Supreme Court judgments and legal records

Rewritten judgments arranged for legal reading and reference.

Shamrao Vishnu Parulekar vs The District Magistrate, Thana

Rewritten Version Notice: This is a rewritten version of the original judgment.

Court: Supreme Court of India

Case Number: Petitions Nos. 100 and 101 of 1956

Decision Date: 17 September 1956

Coram: Bhuvneshwar P. Sinha, S.K. Das, P. Govinda Menon, Venkatarama Ayyar

In this matter the Supreme Court of India considered a petition filed by Shamrao Vishnu Parulekar against the District Magistrate of Thana, together with a connected petition. The judgment was rendered on 17 September 1956. The Bench that heard the case comprised Justices Bhuvneshwar P. Sinha, S. K. Das and P. Govinda Menon, and the judgment was delivered by Justice T. L. Venkatarama Ayyar, who was joined by Justices T. L. Venkatarama Ayyar, Das, Sudhi Ranjan (Chief Justice), Sinha, Bhuvneshwar P. D Sinha, S. K. Menon and P. Govinda. The case is reported as 1957 AIR 23 and 1956 SCR 644. The dispute arose under the Preventive Detention Act, 1950 (IV of 1950), specifically concerning orders of detention made by a District Magistrate, the subsequent report of those orders to the State Government, the approval of the State, and the communication of the grounds of detention to the detained persons.

Section 3(3) of the Act required that when an order of detention was made under subsection (2) by a designated officer, the officer must immediately report the fact of the order to the State Government together with the “grounds on which the order has been made,” and that such an order could not remain in force for more than twelve days unless the State Government approved it in the meantime. Section 7(1) mandated that when a person was detained pursuant to a detention order, the authority making the order must communicate to that person the grounds on which the order was made and must afford the person the earliest opportunity to make a representation against the order to the appropriate Government.

------------------------

» Task
List the judges named on the Coram line of the Parulekar judgment. The material after this point comes from a different source, unrelated to the Parulekar judgment.

» Dataset excerpt
------------------------

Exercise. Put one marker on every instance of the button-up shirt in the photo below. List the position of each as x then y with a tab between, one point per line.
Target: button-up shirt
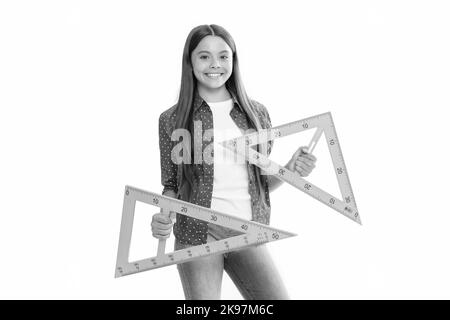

------------------------

» Solution
Bhuvneshwar P. Sinha, S.K. Das, P. Govinda Menon, Venkatarama Ayyar